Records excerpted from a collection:
[start]
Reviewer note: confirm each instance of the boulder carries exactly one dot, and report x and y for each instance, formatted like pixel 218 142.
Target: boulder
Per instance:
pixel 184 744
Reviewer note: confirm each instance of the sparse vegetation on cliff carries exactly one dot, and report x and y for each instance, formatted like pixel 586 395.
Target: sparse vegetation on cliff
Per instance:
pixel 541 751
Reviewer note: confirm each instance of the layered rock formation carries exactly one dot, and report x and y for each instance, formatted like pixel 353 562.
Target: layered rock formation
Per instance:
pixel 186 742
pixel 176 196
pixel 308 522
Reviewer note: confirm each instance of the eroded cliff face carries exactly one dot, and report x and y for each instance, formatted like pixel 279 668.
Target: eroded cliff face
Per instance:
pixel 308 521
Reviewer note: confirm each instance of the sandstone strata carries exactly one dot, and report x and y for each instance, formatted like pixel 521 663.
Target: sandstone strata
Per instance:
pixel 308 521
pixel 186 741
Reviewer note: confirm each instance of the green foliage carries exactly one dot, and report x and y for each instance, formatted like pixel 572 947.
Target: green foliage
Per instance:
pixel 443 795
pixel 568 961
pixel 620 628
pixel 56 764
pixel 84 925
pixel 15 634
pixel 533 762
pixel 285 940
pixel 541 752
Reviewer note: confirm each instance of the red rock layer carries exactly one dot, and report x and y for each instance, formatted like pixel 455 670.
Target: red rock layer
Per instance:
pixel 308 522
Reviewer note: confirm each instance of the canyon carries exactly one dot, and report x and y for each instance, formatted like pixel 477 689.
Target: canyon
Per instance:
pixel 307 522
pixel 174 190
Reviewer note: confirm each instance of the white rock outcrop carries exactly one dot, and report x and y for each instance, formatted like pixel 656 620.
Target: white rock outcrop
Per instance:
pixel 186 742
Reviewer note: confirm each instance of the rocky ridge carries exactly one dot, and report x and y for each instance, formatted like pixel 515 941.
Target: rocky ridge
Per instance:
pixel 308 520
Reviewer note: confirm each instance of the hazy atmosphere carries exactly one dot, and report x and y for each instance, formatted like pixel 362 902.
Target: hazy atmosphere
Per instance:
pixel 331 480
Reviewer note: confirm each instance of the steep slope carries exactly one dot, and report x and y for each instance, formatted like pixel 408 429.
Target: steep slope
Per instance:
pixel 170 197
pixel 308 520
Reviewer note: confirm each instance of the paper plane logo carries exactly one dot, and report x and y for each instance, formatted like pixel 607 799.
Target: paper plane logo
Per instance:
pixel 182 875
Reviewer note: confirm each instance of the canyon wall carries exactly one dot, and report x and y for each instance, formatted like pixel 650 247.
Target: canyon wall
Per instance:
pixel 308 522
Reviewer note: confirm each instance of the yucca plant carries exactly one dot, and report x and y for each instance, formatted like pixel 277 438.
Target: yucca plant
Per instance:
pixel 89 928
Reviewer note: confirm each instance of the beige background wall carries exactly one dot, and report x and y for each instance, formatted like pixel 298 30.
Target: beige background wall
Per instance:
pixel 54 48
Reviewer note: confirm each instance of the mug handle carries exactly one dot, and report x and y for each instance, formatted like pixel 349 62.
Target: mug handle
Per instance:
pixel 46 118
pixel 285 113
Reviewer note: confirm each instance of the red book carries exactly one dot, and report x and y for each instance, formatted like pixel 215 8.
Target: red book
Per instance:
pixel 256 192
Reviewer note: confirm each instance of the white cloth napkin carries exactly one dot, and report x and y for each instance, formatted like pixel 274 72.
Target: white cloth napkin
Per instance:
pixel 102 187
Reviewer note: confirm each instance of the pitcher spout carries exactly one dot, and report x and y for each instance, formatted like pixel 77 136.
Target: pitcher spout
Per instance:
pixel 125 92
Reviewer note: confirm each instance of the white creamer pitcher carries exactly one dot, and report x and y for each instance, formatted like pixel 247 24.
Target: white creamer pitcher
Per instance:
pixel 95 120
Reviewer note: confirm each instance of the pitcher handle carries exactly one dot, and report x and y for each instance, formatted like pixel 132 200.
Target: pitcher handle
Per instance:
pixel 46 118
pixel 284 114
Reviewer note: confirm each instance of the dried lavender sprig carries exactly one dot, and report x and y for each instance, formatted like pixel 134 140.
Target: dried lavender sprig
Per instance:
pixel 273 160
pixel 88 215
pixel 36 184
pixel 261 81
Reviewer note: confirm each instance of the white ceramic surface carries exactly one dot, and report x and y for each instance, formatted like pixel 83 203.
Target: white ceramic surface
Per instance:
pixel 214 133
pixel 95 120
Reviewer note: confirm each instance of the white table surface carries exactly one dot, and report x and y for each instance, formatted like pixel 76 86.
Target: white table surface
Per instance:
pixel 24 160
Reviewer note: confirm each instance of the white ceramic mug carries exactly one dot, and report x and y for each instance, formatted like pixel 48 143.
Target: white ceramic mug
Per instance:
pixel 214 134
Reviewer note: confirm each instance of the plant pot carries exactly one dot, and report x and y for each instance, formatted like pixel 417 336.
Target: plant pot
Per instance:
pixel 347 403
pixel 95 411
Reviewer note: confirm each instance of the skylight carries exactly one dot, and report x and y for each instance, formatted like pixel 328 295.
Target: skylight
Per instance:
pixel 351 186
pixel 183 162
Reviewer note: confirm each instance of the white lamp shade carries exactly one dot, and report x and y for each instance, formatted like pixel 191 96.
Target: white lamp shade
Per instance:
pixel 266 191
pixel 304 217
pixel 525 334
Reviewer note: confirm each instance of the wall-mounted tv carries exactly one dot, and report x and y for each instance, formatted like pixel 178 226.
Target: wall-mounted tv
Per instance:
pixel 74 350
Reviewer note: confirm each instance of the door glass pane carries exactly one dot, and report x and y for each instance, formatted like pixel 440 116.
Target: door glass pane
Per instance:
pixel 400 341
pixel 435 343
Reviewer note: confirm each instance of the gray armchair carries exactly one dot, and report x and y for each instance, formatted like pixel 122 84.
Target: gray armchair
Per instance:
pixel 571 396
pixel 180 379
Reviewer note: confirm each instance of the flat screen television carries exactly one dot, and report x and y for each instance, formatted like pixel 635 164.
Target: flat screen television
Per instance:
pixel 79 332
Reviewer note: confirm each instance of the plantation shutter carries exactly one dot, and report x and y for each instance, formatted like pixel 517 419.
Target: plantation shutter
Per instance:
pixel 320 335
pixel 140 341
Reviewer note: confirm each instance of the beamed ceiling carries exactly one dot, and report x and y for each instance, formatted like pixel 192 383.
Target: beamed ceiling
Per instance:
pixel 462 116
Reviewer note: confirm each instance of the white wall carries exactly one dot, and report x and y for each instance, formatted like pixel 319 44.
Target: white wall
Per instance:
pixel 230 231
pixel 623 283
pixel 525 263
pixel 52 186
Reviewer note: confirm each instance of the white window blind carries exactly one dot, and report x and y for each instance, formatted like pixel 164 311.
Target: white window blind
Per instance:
[end]
Do this:
Give every line of the listing above as a JSON list of strings, one string per line, leaving out blank lines.

Solution:
[
  "Reviewer note: confirm each instance of the boulder carries exactly one dot, and report x and y for each instance, formatted like pixel 218 142.",
  "Target: boulder",
  "Per instance:",
  "pixel 184 744",
  "Reviewer note: confirm each instance of the sparse vegetation on cliff carries exactly one dot, and report x and y for each instance, formatted like pixel 586 395.",
  "Target: sparse vegetation on cliff",
  "Per instance:",
  "pixel 541 751",
  "Reviewer note: confirm each instance of the layered rock formation carries exactly one dot, and report x and y for each instance, formatted like pixel 353 562.",
  "Target: layered rock formation",
  "Per instance:",
  "pixel 186 742",
  "pixel 176 196",
  "pixel 308 522",
  "Reviewer note: confirm each instance of the eroded cliff face carries exactly one dot, and report x and y for each instance, formatted like pixel 279 668.",
  "Target: eroded cliff face",
  "Per instance:",
  "pixel 308 521",
  "Reviewer note: confirm each instance of the sandstone strata carries exactly one dot, and report x and y for each instance, formatted like pixel 521 663.",
  "Target: sandstone strata",
  "Per instance:",
  "pixel 308 521",
  "pixel 186 741",
  "Reviewer note: confirm each instance of the green foliage carries exactly one dot, and report x and y for each instance, formatted like pixel 572 947.",
  "Target: green foliage",
  "Per instance:",
  "pixel 443 795",
  "pixel 568 961",
  "pixel 620 628",
  "pixel 56 764",
  "pixel 84 925",
  "pixel 15 634",
  "pixel 533 762",
  "pixel 285 940",
  "pixel 541 752",
  "Reviewer note: confirm each instance of the red rock layer carries exactly one dot, and report x and y for each instance, formatted like pixel 455 670.",
  "Target: red rock layer",
  "Per instance:",
  "pixel 308 522",
  "Reviewer note: confirm each instance of the canyon carries exactly one dot, and report x and y for each instance, formatted like pixel 477 689.",
  "Target: canyon",
  "Per instance:",
  "pixel 307 522",
  "pixel 174 190",
  "Reviewer note: confirm each instance of the white rock outcrop carries exactly one dot, and report x and y for each instance, formatted like pixel 656 620.",
  "Target: white rock outcrop",
  "Per instance:",
  "pixel 186 742",
  "Reviewer note: confirm each instance of the rocky ridge carries exactly one dot, and report x and y for each instance, formatted like pixel 515 941.",
  "Target: rocky ridge",
  "Per instance:",
  "pixel 308 520",
  "Reviewer note: confirm each instance of the hazy atmosphere carries exactly one dot, and report x and y for each instance, formatted like pixel 362 902.",
  "Target: hazy atmosphere",
  "Per instance:",
  "pixel 331 480",
  "Reviewer note: confirm each instance of the steep slope carries exactly one dot, and report x and y for each instance, formatted like pixel 408 429.",
  "Target: steep slope",
  "Per instance:",
  "pixel 170 197",
  "pixel 308 520",
  "Reviewer note: confirm each instance of the paper plane logo carries exactly one dot, and report x and y for each instance, formatted like pixel 607 799.",
  "Target: paper plane logo",
  "Per instance:",
  "pixel 182 875",
  "Reviewer note: confirm each instance of the canyon wall carries exactly one dot, and report x and y for each instance, formatted like pixel 650 247.",
  "Target: canyon wall",
  "Per instance:",
  "pixel 308 522",
  "Reviewer note: confirm each instance of the yucca plant carries exactly one dot, and report x and y for each instance, formatted like pixel 277 438.",
  "Target: yucca plant",
  "Per instance:",
  "pixel 89 928",
  "Reviewer note: confirm each instance of the beige background wall carries exactly one dot, and report x and y for each instance, formatted like pixel 298 30.",
  "Target: beige background wall",
  "Per instance:",
  "pixel 54 48",
  "Reviewer note: confirm each instance of the mug handle carries exactly one dot, and report x and y for each instance, formatted like pixel 349 62.",
  "Target: mug handle",
  "Per instance:",
  "pixel 46 118",
  "pixel 285 113",
  "Reviewer note: confirm each instance of the red book carries exactly one dot, and report x and y for each instance, formatted like pixel 215 8.",
  "Target: red book",
  "Per instance:",
  "pixel 256 192",
  "Reviewer note: confirm each instance of the white cloth napkin carries exactly one dot, and report x and y for each instance, formatted like pixel 274 72.",
  "Target: white cloth napkin",
  "Per instance:",
  "pixel 102 187",
  "Reviewer note: confirm each instance of the pitcher spout carries exactly one dot, and report x and y for each instance, formatted like pixel 77 136.",
  "Target: pitcher spout",
  "Per instance:",
  "pixel 125 92",
  "Reviewer note: confirm each instance of the white creamer pitcher carries exactly one dot, and report x and y for each instance, formatted like pixel 247 24.",
  "Target: white creamer pitcher",
  "Per instance:",
  "pixel 95 120",
  "Reviewer note: confirm each instance of the pitcher handle carries exactly one dot, and report x and y for each instance, formatted like pixel 132 200.",
  "Target: pitcher handle",
  "Per instance:",
  "pixel 46 118",
  "pixel 284 114",
  "Reviewer note: confirm each instance of the dried lavender sprig carries exactly one dot, and report x and y for each instance, formatted like pixel 134 140.",
  "Target: dried lavender sprig",
  "Per instance:",
  "pixel 273 160",
  "pixel 88 215",
  "pixel 36 184",
  "pixel 261 81",
  "Reviewer note: confirm each instance of the white ceramic surface carries exactly one dot, and report x and y for each instance, formatted like pixel 83 203.",
  "Target: white ceramic surface",
  "Per instance:",
  "pixel 214 133",
  "pixel 95 120",
  "Reviewer note: confirm each instance of the white table surface carries exactly one dot, and report x and y for each instance, formatted like pixel 76 86.",
  "Target: white table surface",
  "Per instance:",
  "pixel 24 160",
  "Reviewer note: confirm each instance of the white ceramic mug carries exactly one dot, and report x and y for each instance, formatted like pixel 48 143.",
  "Target: white ceramic mug",
  "Per instance:",
  "pixel 214 134",
  "Reviewer note: confirm each instance of the plant pot carries exactly one dot, and report x and y for each instance, formatted like pixel 417 336.",
  "Target: plant pot",
  "Per instance:",
  "pixel 347 403",
  "pixel 95 411",
  "Reviewer note: confirm each instance of the skylight carries exactly one dot, and report x and y for each instance, formatted like pixel 328 295.",
  "Target: skylight",
  "Per instance:",
  "pixel 351 186",
  "pixel 183 162",
  "Reviewer note: confirm each instance of the white lamp shade carries exactly one dot, and report x and y for each instance, formatted like pixel 191 96.",
  "Target: white lamp shade",
  "Per instance:",
  "pixel 266 191",
  "pixel 304 217",
  "pixel 525 334",
  "Reviewer note: confirm each instance of the wall-mounted tv carries exactly one dot, and report x and y for each instance, formatted like pixel 178 226.",
  "Target: wall-mounted tv",
  "Per instance:",
  "pixel 74 350",
  "Reviewer note: confirm each instance of the door glass pane carries exactly one dot, and report x and y for each instance, formatted like pixel 440 116.",
  "Target: door glass pane",
  "Per instance:",
  "pixel 400 341",
  "pixel 435 343",
  "Reviewer note: confirm each instance of the gray armchair carries exactly one dot, and report x and y for each instance, formatted like pixel 122 84.",
  "Target: gray armchair",
  "Per instance:",
  "pixel 571 396",
  "pixel 180 379",
  "Reviewer note: confirm each instance of the flat screen television carries exactly one dot, and report x and y for each instance, formatted like pixel 635 164.",
  "Target: flat screen television",
  "Per instance:",
  "pixel 79 332",
  "Reviewer note: confirm each instance of the plantation shutter carries exactly one dot, and report x and y for each instance, formatted like pixel 517 419.",
  "Target: plantation shutter",
  "Per instance:",
  "pixel 320 335",
  "pixel 140 341",
  "Reviewer note: confirm each instance of the beamed ceiling carries exactly one dot, and report x and y for each instance, formatted like pixel 192 383.",
  "Target: beamed ceiling",
  "Per instance:",
  "pixel 462 116",
  "Reviewer note: confirm each instance of the white wall carries exactly one dot, and report x and y for each instance, formatted like pixel 319 44.",
  "Target: white wall",
  "Per instance:",
  "pixel 230 231",
  "pixel 623 283",
  "pixel 525 263",
  "pixel 52 186",
  "Reviewer note: confirm each instance of the white window blind carries exactly one dot, and report x and y for each instance, formatted like pixel 164 311.",
  "Target: white window blind",
  "Per instance:"
]